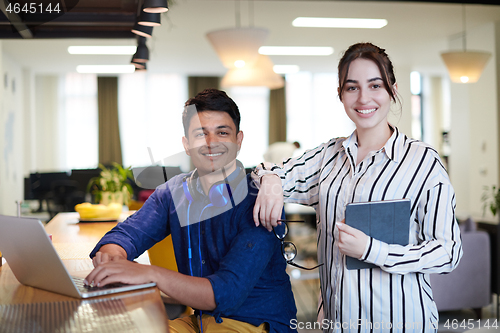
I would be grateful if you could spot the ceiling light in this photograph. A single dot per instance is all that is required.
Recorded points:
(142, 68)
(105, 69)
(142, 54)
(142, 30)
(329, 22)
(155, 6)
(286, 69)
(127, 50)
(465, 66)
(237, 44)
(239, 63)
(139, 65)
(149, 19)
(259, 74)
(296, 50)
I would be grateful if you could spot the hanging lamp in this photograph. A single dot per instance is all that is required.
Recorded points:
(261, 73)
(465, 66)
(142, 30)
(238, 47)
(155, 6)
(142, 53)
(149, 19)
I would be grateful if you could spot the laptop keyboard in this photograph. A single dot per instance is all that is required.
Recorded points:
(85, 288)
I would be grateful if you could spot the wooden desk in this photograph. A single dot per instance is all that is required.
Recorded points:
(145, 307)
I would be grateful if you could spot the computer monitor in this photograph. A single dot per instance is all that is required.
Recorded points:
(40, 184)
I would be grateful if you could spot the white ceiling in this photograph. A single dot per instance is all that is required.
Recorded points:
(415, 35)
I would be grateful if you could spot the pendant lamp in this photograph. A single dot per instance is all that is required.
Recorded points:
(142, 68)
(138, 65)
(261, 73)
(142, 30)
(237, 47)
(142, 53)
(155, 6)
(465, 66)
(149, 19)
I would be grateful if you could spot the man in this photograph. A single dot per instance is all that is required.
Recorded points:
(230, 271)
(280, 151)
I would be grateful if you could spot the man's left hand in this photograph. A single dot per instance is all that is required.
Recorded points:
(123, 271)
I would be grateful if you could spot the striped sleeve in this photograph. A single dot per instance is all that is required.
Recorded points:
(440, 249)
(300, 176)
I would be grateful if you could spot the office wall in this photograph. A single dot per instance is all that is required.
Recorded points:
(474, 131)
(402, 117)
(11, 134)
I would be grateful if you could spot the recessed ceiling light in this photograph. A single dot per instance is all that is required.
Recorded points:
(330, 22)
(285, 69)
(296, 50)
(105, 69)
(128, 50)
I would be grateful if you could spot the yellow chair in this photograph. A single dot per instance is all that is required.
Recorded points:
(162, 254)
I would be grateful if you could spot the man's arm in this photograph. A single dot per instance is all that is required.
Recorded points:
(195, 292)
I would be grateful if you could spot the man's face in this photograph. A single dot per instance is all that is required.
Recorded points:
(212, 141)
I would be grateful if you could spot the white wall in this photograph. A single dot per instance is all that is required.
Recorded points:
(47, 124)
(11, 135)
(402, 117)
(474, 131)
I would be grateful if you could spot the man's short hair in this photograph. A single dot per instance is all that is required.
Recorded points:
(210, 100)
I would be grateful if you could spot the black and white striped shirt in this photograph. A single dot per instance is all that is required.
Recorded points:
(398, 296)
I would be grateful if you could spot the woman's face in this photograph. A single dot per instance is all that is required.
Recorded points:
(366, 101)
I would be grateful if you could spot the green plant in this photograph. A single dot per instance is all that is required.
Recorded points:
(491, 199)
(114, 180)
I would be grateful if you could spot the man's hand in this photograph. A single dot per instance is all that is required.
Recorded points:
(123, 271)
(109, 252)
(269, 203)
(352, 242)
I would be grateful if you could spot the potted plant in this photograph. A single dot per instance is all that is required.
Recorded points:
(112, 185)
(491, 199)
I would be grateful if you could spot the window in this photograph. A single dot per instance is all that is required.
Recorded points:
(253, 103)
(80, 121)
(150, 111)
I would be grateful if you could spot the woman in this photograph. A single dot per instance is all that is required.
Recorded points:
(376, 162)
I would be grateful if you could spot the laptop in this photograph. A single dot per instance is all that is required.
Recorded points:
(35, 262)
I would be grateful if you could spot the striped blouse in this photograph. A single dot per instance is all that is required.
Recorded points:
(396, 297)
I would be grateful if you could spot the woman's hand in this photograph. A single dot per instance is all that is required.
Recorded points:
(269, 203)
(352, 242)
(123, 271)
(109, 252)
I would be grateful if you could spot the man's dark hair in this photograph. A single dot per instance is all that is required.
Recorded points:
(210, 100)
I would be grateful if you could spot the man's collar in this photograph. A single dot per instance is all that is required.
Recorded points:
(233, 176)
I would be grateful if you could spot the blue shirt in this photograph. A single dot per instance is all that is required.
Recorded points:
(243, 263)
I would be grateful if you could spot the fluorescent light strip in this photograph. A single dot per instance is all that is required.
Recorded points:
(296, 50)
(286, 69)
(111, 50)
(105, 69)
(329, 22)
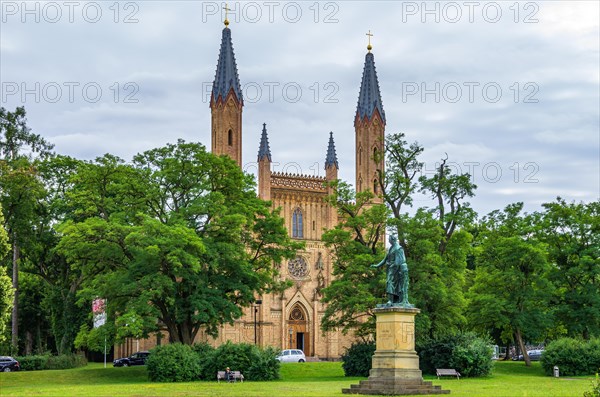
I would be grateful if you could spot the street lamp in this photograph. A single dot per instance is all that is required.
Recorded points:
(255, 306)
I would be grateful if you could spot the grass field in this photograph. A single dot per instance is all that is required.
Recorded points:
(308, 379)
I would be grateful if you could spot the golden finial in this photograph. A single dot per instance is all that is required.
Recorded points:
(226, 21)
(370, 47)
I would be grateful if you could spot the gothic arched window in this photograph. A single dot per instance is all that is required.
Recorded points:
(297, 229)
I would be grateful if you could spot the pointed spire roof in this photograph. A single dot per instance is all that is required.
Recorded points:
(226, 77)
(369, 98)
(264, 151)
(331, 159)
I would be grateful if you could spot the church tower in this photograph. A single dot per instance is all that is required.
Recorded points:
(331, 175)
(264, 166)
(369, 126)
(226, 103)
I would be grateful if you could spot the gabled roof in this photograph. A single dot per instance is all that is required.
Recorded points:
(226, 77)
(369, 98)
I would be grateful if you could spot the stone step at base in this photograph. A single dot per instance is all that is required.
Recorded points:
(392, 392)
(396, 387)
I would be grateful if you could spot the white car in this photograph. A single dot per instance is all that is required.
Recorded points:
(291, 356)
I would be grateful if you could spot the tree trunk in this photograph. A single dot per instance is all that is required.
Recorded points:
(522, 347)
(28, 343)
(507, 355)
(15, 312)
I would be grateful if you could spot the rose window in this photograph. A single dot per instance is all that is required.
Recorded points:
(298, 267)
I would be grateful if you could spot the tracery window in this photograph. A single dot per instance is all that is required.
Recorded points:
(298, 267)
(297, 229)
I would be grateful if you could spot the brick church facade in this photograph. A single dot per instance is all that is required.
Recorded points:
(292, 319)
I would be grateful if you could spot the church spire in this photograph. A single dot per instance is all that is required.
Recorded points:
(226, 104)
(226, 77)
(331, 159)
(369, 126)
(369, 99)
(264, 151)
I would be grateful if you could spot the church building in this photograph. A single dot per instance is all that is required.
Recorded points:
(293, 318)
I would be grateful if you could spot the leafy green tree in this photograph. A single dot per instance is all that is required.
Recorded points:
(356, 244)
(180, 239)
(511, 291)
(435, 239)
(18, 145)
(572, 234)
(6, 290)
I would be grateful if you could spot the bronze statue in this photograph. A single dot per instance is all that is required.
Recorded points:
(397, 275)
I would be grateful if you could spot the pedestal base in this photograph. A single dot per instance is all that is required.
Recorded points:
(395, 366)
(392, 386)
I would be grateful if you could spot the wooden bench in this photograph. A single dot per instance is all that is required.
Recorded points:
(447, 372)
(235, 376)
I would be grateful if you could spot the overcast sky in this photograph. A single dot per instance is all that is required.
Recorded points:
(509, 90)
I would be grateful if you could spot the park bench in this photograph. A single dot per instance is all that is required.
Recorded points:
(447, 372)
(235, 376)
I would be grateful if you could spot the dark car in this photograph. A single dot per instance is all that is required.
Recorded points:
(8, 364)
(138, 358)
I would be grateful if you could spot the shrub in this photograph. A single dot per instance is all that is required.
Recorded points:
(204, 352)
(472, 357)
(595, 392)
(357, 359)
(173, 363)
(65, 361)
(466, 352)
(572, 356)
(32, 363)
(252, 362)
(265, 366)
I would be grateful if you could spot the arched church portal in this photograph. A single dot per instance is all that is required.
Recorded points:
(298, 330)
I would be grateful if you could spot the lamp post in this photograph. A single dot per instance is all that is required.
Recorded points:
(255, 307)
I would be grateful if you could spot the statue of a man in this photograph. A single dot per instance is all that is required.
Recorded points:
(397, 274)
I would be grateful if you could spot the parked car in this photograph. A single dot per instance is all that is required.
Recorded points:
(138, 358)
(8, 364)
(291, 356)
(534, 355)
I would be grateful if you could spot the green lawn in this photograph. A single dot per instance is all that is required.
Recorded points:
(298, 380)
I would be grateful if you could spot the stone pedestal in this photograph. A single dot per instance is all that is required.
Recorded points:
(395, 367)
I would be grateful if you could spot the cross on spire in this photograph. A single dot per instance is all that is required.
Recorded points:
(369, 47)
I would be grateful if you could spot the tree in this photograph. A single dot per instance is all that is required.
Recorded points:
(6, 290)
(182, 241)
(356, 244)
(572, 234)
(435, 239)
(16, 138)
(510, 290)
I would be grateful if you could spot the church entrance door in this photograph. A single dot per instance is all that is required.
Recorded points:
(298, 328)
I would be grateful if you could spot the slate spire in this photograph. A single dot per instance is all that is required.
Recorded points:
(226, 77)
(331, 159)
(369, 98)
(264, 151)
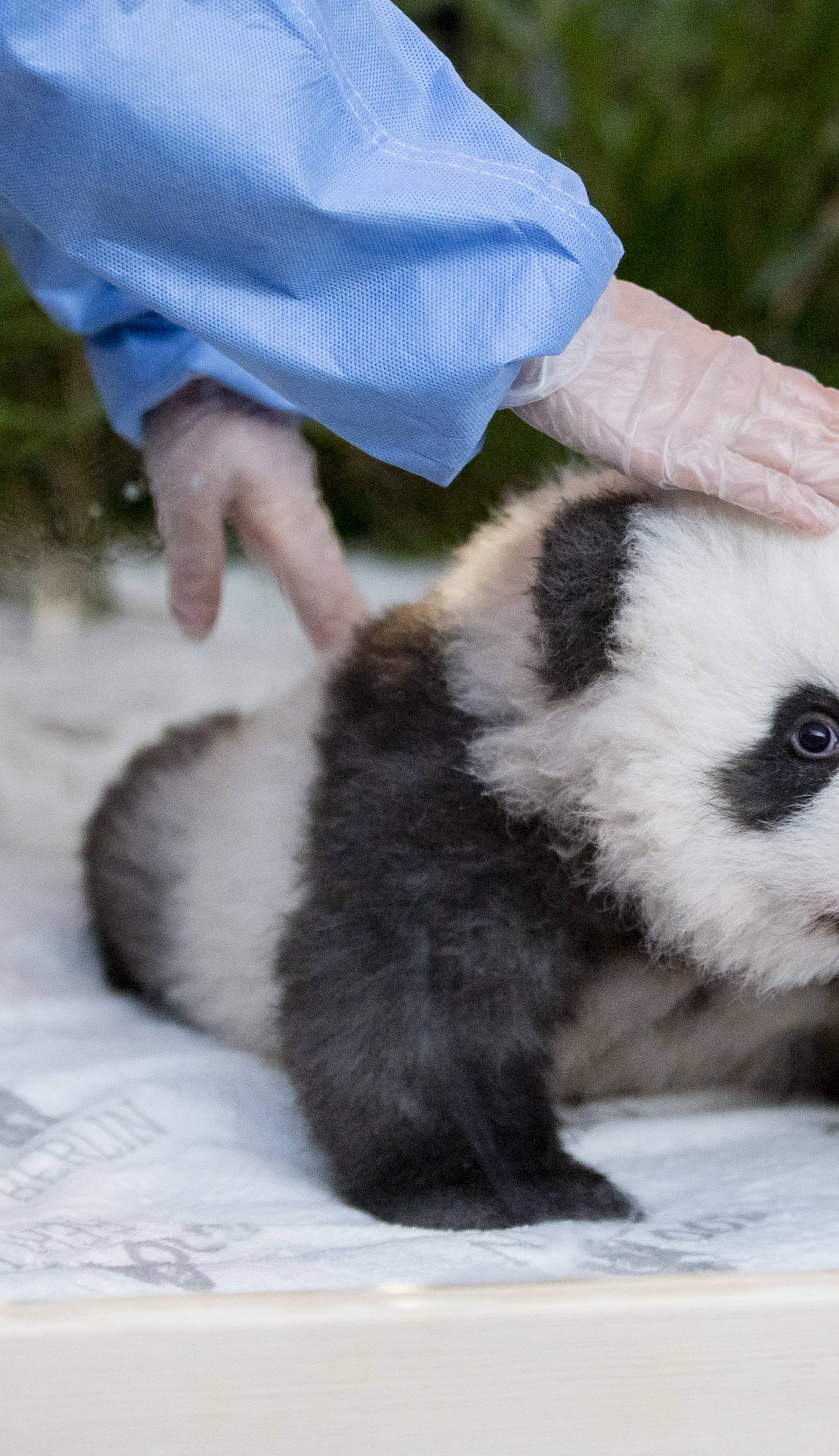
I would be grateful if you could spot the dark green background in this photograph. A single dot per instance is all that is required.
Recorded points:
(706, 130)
***
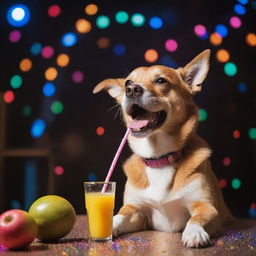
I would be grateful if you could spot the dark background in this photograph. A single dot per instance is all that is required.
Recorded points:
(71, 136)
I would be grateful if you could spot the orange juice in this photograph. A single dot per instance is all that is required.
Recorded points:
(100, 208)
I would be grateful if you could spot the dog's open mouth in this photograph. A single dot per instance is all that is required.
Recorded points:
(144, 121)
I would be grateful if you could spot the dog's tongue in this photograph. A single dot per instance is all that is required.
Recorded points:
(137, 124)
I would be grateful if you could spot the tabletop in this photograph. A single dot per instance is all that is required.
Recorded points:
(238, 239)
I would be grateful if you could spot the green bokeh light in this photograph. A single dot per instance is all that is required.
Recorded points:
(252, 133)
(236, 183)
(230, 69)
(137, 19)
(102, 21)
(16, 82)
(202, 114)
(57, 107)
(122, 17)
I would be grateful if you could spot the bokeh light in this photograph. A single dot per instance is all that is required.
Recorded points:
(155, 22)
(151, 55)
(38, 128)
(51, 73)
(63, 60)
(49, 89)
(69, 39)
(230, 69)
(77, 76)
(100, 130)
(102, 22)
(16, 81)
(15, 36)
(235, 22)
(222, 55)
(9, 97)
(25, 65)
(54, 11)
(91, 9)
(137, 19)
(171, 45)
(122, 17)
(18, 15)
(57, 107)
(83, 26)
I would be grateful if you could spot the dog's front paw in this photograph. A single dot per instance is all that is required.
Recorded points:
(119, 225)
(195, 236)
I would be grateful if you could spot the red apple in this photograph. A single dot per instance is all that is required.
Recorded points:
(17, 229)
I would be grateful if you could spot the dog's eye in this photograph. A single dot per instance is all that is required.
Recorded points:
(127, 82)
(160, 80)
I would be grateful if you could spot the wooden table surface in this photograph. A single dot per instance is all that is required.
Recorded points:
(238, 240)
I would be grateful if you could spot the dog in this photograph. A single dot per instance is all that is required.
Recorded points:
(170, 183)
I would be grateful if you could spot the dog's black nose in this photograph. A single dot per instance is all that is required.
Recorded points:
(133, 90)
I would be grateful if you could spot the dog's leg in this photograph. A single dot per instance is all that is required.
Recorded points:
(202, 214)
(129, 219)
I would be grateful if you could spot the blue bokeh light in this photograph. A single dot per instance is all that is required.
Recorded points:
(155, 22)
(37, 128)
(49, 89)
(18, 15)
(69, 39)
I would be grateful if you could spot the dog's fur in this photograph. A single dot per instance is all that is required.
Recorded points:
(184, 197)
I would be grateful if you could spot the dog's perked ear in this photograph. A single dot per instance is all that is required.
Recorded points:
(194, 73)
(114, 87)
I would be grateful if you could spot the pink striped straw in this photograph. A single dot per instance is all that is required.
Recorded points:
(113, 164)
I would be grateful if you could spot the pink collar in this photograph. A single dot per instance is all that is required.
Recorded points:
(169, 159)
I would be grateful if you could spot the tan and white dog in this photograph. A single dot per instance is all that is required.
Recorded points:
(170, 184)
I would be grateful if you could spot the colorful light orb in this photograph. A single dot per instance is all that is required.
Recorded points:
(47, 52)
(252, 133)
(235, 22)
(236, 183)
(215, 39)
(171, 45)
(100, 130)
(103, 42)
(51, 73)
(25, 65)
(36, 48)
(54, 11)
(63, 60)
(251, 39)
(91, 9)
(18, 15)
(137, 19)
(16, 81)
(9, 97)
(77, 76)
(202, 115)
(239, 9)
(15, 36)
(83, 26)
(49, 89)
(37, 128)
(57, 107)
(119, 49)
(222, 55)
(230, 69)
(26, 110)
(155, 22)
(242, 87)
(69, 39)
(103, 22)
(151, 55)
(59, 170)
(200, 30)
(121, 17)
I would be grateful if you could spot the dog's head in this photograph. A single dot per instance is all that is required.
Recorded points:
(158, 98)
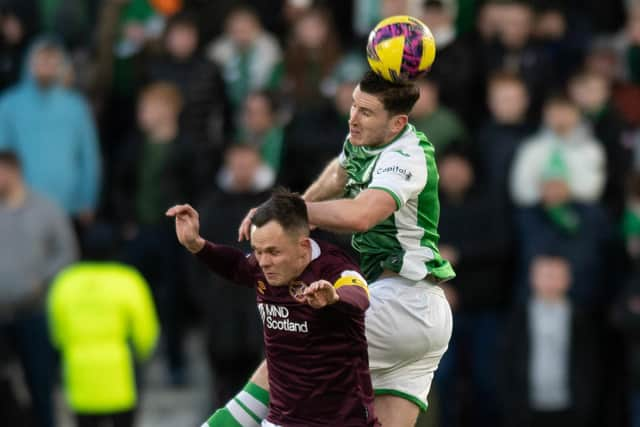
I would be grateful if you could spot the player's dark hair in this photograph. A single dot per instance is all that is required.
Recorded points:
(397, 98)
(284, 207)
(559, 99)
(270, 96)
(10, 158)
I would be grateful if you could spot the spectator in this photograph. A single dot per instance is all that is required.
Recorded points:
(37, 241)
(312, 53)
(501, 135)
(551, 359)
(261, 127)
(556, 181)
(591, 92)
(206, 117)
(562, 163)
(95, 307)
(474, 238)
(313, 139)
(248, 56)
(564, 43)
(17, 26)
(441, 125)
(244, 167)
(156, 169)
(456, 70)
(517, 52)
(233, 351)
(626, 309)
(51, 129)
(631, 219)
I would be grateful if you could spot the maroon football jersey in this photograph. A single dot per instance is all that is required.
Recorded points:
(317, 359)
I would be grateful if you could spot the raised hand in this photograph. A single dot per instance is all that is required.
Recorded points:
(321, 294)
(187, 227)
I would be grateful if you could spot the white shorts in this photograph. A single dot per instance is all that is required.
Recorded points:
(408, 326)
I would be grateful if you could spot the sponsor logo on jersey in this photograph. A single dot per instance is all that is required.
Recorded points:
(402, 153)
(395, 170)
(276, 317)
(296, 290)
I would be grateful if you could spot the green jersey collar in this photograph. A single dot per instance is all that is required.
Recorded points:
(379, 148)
***
▶ **WHAT IS NEEDED**: Out of the data above, give again only the lines starting at the one holding "I would be grateful if you could spot the dark car" and ending at the one holding "I would be grateful if you could spot the parked", unchanged.

▶ **RESPONSE TO THIS EXERCISE**:
I would be grateful if you could spot the dark car in this photograph. A single dot per instance is all that is required.
Recorded points:
(8, 364)
(138, 358)
I would be grateful if you could spot the shrub in this photograph. A single dot per instance is all that is required.
Recorded points:
(204, 352)
(472, 357)
(595, 392)
(357, 359)
(173, 363)
(65, 361)
(466, 352)
(572, 356)
(32, 363)
(252, 362)
(265, 366)
I would be grateful if you could spot the arched church portal in this photograph. A single dot per instance is all that is required.
Recorded points:
(298, 330)
I would be grateful if you could spot the lamp post in this photograph. A single dot per instance is all that is required.
Recorded points:
(255, 307)
I would be grateful if you could spot the statue of a man in this photograph. A single dot per instance is all that is required.
Recorded points:
(397, 274)
I would be grateful if you could spot the parked car in this photograph. A single dot per instance is all that is required.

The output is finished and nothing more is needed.